TASK DESCRIPTION: Find the lines below holding the word "dark" and copy each of them.

[Point-per-instance localization data]
======

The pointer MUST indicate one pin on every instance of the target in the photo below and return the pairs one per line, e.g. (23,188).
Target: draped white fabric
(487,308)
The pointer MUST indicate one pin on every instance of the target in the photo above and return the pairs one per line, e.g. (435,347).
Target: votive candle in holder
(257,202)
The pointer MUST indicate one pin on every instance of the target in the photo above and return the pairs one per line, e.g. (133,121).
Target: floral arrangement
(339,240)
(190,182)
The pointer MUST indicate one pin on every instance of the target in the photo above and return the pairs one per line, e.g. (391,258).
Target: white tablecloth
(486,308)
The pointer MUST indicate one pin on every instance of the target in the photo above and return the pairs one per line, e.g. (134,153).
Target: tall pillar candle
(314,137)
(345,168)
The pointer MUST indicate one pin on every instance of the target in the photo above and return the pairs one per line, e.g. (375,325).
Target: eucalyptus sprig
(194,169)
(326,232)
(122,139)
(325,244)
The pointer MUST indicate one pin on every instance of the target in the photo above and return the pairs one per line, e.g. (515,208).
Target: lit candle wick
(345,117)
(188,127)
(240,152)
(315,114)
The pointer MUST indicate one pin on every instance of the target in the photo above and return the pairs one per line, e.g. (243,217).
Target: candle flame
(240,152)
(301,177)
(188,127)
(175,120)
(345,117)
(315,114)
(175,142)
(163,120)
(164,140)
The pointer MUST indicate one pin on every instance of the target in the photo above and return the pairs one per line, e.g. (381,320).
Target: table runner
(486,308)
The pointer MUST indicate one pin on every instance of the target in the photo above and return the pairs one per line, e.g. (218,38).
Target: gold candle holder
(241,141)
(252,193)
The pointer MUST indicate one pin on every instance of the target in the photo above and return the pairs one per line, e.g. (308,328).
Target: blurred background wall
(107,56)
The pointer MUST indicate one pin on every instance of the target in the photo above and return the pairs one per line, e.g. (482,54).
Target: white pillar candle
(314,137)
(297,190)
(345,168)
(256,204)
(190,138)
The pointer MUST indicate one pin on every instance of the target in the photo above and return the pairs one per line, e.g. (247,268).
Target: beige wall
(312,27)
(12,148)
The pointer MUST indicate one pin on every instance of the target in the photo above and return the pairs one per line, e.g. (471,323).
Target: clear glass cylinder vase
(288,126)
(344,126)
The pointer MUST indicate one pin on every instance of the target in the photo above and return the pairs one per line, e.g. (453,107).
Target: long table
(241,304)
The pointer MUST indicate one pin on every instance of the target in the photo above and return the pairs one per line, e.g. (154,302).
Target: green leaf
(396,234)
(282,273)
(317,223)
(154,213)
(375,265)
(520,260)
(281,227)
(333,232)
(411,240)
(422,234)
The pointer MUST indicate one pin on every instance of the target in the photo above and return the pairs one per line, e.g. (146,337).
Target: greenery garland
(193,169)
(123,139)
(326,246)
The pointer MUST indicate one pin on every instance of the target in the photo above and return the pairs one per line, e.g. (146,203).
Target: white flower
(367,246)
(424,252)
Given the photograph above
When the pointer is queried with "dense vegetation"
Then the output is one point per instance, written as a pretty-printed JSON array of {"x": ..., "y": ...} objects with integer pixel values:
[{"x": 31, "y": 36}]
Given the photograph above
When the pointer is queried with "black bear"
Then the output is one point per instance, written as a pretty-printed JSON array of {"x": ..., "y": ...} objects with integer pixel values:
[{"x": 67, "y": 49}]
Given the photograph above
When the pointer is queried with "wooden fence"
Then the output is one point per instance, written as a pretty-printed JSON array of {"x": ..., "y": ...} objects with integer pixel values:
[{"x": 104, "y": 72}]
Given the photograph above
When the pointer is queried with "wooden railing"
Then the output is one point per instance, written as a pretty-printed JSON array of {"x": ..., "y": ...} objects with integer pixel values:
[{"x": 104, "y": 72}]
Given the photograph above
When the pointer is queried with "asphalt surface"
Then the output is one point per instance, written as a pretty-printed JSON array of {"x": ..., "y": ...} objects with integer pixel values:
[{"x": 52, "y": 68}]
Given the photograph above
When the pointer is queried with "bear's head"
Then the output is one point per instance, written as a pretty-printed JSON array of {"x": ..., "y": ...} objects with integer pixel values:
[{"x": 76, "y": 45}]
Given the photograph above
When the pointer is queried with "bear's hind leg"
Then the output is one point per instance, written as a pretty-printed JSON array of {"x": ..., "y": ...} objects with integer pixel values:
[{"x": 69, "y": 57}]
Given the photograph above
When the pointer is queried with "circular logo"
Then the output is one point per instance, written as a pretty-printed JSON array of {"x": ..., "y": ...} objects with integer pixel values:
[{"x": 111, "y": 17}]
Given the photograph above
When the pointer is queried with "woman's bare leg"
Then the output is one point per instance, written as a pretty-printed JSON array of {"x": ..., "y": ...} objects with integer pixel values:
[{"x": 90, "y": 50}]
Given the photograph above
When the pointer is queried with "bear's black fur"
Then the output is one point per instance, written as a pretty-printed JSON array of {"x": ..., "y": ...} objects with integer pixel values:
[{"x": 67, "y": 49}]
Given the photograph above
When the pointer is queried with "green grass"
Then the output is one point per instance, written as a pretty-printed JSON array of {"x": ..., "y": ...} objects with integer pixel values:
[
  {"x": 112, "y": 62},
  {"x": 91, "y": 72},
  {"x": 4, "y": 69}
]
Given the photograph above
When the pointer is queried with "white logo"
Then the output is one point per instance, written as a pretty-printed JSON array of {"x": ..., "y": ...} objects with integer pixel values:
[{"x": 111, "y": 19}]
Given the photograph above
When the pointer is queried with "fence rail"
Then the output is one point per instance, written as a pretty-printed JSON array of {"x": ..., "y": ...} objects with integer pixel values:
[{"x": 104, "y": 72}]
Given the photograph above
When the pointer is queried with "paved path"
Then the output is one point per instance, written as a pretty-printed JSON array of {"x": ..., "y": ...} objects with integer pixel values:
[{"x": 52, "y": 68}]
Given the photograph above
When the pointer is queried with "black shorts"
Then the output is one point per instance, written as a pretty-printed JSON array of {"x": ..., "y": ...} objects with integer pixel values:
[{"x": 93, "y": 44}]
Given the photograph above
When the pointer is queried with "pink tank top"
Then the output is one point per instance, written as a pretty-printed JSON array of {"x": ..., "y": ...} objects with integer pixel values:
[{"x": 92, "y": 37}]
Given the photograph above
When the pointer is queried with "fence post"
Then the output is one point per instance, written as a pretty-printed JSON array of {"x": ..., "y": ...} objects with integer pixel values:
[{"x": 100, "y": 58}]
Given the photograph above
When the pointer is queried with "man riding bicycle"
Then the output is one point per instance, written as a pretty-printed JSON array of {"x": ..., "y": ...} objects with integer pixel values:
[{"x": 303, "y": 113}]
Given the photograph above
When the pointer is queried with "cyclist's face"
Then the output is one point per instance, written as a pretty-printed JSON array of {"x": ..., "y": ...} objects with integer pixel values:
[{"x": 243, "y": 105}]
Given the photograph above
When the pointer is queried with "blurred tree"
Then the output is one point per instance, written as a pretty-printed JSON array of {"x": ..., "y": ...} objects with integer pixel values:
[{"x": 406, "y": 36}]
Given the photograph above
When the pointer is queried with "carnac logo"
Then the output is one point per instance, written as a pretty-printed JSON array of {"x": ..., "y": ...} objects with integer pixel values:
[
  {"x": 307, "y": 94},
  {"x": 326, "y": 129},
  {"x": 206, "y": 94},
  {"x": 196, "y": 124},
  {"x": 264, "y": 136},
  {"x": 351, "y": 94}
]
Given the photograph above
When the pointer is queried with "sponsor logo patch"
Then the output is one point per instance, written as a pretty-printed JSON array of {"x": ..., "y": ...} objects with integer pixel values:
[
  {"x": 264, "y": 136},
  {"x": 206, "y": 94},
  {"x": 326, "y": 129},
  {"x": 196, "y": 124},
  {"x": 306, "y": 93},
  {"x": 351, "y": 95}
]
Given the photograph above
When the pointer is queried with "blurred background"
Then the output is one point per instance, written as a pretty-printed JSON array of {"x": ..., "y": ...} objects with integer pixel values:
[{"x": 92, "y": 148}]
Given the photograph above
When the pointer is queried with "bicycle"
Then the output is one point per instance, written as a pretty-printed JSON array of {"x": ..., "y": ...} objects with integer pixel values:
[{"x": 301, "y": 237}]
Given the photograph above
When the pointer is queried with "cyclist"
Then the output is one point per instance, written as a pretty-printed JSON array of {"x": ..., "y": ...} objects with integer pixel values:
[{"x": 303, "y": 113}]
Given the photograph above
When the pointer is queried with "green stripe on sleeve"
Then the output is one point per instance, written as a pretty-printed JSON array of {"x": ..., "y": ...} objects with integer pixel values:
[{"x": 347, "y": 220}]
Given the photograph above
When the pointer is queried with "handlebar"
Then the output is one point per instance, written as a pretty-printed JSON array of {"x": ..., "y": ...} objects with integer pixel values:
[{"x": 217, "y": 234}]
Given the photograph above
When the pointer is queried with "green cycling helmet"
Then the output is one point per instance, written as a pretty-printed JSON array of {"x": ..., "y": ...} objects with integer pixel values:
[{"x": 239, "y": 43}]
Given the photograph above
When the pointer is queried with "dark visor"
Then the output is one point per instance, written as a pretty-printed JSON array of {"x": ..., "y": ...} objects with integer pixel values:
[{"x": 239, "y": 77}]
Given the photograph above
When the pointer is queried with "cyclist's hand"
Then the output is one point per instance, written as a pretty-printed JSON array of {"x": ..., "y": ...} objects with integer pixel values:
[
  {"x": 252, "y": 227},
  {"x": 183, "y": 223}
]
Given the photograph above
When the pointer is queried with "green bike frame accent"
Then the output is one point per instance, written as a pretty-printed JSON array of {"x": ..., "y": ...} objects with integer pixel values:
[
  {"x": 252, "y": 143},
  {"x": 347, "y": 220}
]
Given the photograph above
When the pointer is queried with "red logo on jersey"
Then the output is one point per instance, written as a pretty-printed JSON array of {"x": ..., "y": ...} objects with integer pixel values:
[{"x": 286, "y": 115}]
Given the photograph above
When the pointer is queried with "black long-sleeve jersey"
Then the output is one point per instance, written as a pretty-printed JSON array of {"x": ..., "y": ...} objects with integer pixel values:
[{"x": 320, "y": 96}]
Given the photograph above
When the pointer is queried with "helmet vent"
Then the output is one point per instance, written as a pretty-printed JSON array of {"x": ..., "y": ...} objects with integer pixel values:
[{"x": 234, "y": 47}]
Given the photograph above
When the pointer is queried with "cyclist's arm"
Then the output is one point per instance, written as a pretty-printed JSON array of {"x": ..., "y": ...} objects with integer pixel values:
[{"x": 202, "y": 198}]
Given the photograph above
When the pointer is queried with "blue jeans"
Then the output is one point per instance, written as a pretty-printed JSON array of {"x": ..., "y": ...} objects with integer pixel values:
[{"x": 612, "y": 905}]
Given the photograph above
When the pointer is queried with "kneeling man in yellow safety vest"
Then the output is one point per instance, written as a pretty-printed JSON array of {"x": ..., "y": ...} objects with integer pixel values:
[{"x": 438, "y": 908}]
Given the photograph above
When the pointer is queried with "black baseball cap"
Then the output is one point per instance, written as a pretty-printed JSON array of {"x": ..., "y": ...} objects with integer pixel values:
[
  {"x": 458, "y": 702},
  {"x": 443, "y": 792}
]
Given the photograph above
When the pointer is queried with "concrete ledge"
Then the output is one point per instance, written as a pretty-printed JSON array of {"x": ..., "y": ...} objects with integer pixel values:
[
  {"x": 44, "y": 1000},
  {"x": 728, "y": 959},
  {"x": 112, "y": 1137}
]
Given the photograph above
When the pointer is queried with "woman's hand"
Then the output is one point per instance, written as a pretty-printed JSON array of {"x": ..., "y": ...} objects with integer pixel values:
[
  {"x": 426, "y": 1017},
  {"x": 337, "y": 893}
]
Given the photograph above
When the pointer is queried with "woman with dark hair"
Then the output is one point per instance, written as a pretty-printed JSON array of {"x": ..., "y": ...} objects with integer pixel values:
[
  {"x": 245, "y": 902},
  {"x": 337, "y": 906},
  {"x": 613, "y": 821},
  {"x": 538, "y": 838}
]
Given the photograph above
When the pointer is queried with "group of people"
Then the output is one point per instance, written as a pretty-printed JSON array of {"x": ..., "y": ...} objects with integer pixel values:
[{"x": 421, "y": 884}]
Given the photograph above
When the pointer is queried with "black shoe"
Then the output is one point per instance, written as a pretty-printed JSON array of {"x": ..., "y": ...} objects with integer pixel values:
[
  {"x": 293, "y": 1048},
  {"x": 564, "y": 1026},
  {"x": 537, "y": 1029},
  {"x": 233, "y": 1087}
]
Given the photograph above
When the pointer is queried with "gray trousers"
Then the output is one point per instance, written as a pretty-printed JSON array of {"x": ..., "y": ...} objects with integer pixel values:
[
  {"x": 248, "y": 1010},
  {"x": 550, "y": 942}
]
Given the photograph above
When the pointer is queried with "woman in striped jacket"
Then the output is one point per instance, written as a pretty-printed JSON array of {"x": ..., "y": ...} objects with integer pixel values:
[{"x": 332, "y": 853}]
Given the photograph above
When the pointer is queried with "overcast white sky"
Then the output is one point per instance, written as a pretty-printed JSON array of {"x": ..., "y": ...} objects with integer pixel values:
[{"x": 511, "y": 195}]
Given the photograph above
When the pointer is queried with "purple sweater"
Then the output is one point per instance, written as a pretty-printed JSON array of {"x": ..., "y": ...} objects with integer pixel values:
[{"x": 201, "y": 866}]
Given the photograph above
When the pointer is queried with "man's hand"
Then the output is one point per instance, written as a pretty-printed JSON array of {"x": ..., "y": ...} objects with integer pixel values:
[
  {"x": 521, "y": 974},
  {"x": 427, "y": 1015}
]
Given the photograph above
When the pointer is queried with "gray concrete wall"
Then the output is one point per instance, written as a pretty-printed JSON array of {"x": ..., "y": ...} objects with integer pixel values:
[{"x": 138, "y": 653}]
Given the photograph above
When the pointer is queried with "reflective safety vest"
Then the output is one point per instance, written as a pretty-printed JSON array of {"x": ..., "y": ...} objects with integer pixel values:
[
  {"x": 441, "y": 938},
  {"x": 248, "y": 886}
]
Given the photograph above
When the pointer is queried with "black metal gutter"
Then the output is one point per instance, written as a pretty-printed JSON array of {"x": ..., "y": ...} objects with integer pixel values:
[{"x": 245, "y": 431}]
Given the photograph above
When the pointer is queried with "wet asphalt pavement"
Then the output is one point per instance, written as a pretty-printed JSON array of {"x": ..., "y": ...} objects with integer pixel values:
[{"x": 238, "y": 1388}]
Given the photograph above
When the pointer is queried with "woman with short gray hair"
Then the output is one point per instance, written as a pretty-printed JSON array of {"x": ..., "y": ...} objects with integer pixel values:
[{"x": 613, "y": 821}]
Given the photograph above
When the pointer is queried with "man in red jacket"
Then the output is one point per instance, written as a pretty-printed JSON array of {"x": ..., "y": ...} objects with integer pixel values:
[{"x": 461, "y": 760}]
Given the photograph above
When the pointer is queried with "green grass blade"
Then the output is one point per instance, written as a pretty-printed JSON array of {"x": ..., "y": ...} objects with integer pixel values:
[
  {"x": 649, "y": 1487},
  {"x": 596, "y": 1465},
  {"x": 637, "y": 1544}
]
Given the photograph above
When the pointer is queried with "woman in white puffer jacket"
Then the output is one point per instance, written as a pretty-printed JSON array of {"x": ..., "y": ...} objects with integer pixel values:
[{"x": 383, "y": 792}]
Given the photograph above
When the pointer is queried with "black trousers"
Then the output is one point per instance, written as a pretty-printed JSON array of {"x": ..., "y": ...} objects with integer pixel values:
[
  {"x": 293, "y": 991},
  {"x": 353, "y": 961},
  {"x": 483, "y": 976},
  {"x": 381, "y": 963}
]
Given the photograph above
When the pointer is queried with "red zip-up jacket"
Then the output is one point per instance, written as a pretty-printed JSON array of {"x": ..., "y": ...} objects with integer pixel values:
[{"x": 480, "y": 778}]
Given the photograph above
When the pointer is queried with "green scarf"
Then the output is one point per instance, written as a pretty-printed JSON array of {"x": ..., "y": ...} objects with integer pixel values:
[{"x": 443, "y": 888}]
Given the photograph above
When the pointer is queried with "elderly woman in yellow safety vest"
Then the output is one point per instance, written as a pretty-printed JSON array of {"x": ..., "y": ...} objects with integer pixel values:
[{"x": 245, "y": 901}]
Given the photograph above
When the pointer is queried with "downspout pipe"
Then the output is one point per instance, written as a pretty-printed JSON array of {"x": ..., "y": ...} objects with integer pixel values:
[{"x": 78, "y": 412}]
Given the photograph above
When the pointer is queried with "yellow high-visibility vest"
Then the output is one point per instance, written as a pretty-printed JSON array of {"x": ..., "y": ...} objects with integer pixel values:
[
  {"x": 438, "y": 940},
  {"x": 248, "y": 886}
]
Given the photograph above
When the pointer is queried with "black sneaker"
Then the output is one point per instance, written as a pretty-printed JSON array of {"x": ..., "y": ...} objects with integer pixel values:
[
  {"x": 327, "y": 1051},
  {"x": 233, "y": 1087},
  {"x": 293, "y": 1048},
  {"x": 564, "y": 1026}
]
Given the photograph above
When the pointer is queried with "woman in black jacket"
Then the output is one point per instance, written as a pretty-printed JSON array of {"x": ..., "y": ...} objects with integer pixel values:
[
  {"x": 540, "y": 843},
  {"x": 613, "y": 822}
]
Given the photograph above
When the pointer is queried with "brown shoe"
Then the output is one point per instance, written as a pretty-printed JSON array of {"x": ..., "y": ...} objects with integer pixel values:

======

EXERCISE ANSWER:
When the pointer is queried with "dark visor"
When the pointer is queried with "woman with dark hair"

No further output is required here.